The request =
In the mailing-list thread about the OpenSIPS crash, what does Ben say he must revive before he can enable the memory debugger?

Supplied passage =
◇ ◇ ◇ ◇ ◇ ◇ ◇
Hi Ben,

Thank you for update. Have you tried to compile the memory debugging support ? it might speed up the detection of the error.


Regards,

Bogdan-Andrei Iancu
OpenSIPS Founder and Developer
http://www.opensips-solutions.com

On 05.08.2016 23:00, Newlin, Ben wrote:

Bogdan,

I tried to reproduce this with some simple instructions, but it didn’t reproduce. There must be some dependency on other functions or configurations we are using. It would be too hard to try to figure out exactly what that is, so I will have to capture the data for you. It will just take a while for me to revive an older configuration that allows me to enable the memory debugger.

Ben Newlin

*From: *Bogdan-Andrei Iancu <bog...@opensips.org>
*Date: *Tuesday, August 2, 2016 at 3:47 AM
*To: *"Newlin, Ben" <ben.new...@inin.com>, OpenSIPS users mailling list <users@lists.opensips.org>
*Subject: *Re: [OpenSIPS-Users] OpenSIPS fix_route_dialog crashes

Ben,

To make it easier, please send me the instructions on how to reproduce the crash.

Thanks and Regards,


Bogdan-Andrei Iancu
OpenSIPS Founder and Developer
http://www.opensips-solutions.com

On 01.08.2016 20:17, Newlin, Ben wrote:

    Bogdan,

    I am not familiar with gdb, so I double check what you’ve
    assessed. If there are some other steps with gdb you would like me
    to perform, just let me know what to do.
◇ ◇ ◇ ◇ ◇ ◇ ◇
Excerpted data =

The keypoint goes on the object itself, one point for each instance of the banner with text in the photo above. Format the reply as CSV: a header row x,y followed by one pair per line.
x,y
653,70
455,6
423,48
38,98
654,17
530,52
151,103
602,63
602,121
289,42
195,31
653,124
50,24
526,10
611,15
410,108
◇ ◇ ◇ ◇ ◇ ◇ ◇
Solved problem =
An older configuration.